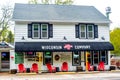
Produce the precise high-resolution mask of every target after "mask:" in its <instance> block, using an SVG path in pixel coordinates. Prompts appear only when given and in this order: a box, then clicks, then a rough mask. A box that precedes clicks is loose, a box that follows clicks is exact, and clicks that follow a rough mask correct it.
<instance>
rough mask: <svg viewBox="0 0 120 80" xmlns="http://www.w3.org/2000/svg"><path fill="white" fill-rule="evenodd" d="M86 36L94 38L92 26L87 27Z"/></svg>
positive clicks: (88, 26) (93, 29) (91, 37)
mask: <svg viewBox="0 0 120 80" xmlns="http://www.w3.org/2000/svg"><path fill="white" fill-rule="evenodd" d="M87 36H88V38H94V29H93V25H88V26H87Z"/></svg>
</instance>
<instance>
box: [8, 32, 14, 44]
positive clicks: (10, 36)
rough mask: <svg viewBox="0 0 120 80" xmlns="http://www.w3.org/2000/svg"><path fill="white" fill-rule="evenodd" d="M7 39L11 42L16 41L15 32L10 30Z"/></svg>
mask: <svg viewBox="0 0 120 80" xmlns="http://www.w3.org/2000/svg"><path fill="white" fill-rule="evenodd" d="M6 41H7V42H9V43H13V42H14V34H13V33H12V31H8V35H7V38H6Z"/></svg>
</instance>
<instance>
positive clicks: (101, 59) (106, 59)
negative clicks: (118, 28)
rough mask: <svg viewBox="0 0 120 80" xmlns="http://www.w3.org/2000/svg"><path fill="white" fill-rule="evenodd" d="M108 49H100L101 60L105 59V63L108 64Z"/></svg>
mask: <svg viewBox="0 0 120 80" xmlns="http://www.w3.org/2000/svg"><path fill="white" fill-rule="evenodd" d="M107 54H108V53H107V51H100V61H103V62H104V63H106V64H107V57H108V55H107Z"/></svg>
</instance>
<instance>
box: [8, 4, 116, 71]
mask: <svg viewBox="0 0 120 80" xmlns="http://www.w3.org/2000/svg"><path fill="white" fill-rule="evenodd" d="M13 20H14V21H15V50H13V51H11V56H15V58H14V60H11V62H10V63H11V66H10V69H17V66H18V64H19V63H23V64H24V65H25V67H26V68H31V65H32V64H33V63H37V64H38V67H39V70H43V71H47V67H46V63H48V62H49V63H51V64H52V65H53V66H55V67H58V68H59V70H60V69H61V66H62V63H63V62H67V63H68V71H76V67H77V66H82V67H83V70H85V65H86V64H85V63H86V60H88V62H89V63H90V64H91V65H93V66H96V67H97V66H98V64H99V62H100V61H103V62H104V63H105V69H106V70H107V69H109V66H110V50H113V49H114V48H113V46H112V44H111V43H110V42H109V24H110V20H109V19H107V18H106V17H105V16H104V15H103V14H101V13H100V12H99V11H98V10H97V9H96V8H95V7H93V6H75V5H41V4H39V5H35V4H15V8H14V13H13ZM86 54H87V58H86Z"/></svg>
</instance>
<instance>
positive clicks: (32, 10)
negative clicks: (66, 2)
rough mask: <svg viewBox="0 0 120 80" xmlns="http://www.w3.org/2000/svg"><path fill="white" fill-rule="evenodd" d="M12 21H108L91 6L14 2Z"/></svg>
mask: <svg viewBox="0 0 120 80" xmlns="http://www.w3.org/2000/svg"><path fill="white" fill-rule="evenodd" d="M13 20H14V21H42V22H90V23H92V22H94V23H95V22H99V23H109V22H110V20H109V19H107V17H105V16H104V15H103V14H102V13H101V12H99V11H98V10H97V9H96V8H95V7H93V6H77V5H54V4H49V5H44V4H15V8H14V13H13Z"/></svg>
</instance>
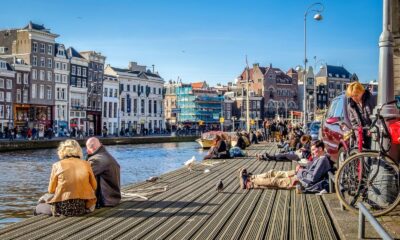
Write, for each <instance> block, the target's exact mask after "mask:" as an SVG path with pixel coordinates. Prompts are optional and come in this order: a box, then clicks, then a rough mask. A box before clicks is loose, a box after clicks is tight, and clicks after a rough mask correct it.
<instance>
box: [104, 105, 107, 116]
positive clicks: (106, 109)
mask: <svg viewBox="0 0 400 240" xmlns="http://www.w3.org/2000/svg"><path fill="white" fill-rule="evenodd" d="M103 117H107V102H104V107H103Z"/></svg>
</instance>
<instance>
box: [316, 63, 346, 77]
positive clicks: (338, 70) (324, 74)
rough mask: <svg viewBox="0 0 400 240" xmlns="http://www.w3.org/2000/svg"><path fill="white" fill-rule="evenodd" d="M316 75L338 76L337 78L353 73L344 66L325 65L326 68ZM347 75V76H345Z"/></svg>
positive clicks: (318, 72) (322, 68) (320, 69)
mask: <svg viewBox="0 0 400 240" xmlns="http://www.w3.org/2000/svg"><path fill="white" fill-rule="evenodd" d="M315 76H316V77H327V76H328V77H337V76H338V77H337V78H350V77H351V74H350V72H349V71H347V70H346V68H344V67H343V66H333V65H325V67H324V68H322V69H320V71H319V72H318V73H317V74H316V75H315ZM343 76H345V77H343Z"/></svg>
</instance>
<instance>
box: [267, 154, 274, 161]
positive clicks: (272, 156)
mask: <svg viewBox="0 0 400 240" xmlns="http://www.w3.org/2000/svg"><path fill="white" fill-rule="evenodd" d="M265 157H266V158H267V159H268V160H276V157H275V156H272V155H269V154H268V153H265Z"/></svg>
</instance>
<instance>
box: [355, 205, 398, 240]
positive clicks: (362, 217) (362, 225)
mask: <svg viewBox="0 0 400 240" xmlns="http://www.w3.org/2000/svg"><path fill="white" fill-rule="evenodd" d="M357 206H358V209H359V210H358V239H364V238H365V218H367V219H368V221H369V222H370V223H371V225H372V227H373V228H374V229H375V231H376V232H377V233H378V234H379V236H380V237H381V238H382V239H384V240H390V239H393V238H392V237H391V236H390V235H389V234H388V233H387V232H386V230H385V229H384V228H383V227H382V225H381V224H380V223H379V222H378V221H377V220H376V218H375V217H374V216H372V214H371V213H370V212H369V211H368V209H367V208H366V207H365V206H364V204H362V203H358V204H357Z"/></svg>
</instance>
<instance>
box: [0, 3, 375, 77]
mask: <svg viewBox="0 0 400 240" xmlns="http://www.w3.org/2000/svg"><path fill="white" fill-rule="evenodd" d="M314 2H317V1H311V0H253V1H245V0H230V1H227V0H202V1H200V0H199V1H194V0H168V1H163V0H158V1H157V0H146V1H118V0H113V1H105V0H89V1H77V0H69V1H62V0H60V1H45V0H42V1H28V0H26V1H22V0H13V1H5V2H3V3H2V9H3V10H2V13H1V14H0V28H1V29H4V28H19V27H23V26H25V25H26V24H27V23H28V22H29V20H32V21H33V22H35V23H40V24H44V25H45V26H46V27H47V28H50V29H51V30H52V32H54V33H57V34H59V35H60V37H59V38H58V39H57V42H60V43H64V44H65V45H66V46H67V47H69V46H73V47H75V48H76V49H77V50H78V51H84V50H95V51H99V52H101V53H102V54H103V55H105V56H106V57H107V63H109V64H111V65H113V66H115V67H127V65H128V62H129V61H136V62H138V63H139V64H142V65H147V66H148V67H150V68H151V65H152V64H154V65H155V69H156V71H158V72H159V73H160V75H161V76H162V77H163V78H164V79H165V80H169V79H173V80H176V79H177V77H178V76H179V77H180V78H181V79H183V81H184V82H194V81H204V80H205V81H207V82H209V83H210V84H211V85H215V84H217V83H224V84H226V83H227V82H228V81H233V80H234V79H235V78H236V77H237V76H238V75H239V74H240V73H241V71H242V70H243V68H244V67H245V56H246V55H247V56H248V62H249V64H252V63H259V64H260V65H261V66H266V65H269V64H270V63H272V65H273V66H275V67H279V68H281V69H282V70H284V71H286V70H288V69H289V68H290V67H295V66H297V65H301V64H303V59H304V34H303V27H304V20H303V17H304V12H305V11H306V9H307V7H308V6H309V5H311V4H312V3H314ZM321 2H322V3H323V4H324V7H325V8H324V12H323V13H322V14H323V17H324V18H323V20H322V21H319V22H316V21H314V20H313V18H312V15H313V14H309V16H308V18H307V48H308V49H307V56H308V59H309V64H311V66H314V56H316V57H317V60H318V59H322V60H324V61H325V62H327V63H328V64H332V65H343V66H344V67H346V69H347V70H348V71H349V72H351V73H356V74H357V75H358V77H359V78H360V80H361V81H363V82H365V81H370V80H372V79H377V76H378V61H379V48H378V40H379V35H380V33H381V32H382V1H381V0H368V1H366V0H323V1H321Z"/></svg>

####

Find every line in the rows above that contains the string "block", and copy each of those lines in full.

WRITTEN REPLY
Produce the precise high-resolution mask of every target after "mask:" in its <instance> block, using an SVG path in pixel coordinates. Prompts appear only when given and in this order: a box, then clicks, then a rough mask. A box that precedes clicks is loose, a box that follows clicks is exact, and clicks that follow a rough mask correct it.
Write, for each <instance> block, the target's exact mask after "mask:" as an SVG path with pixel coordinates. Prompts are optional and come in this order: a box, then clicks, then a rough mask. A box before clicks is loose, a box after clicks is tight, and clicks after a rough mask correct it.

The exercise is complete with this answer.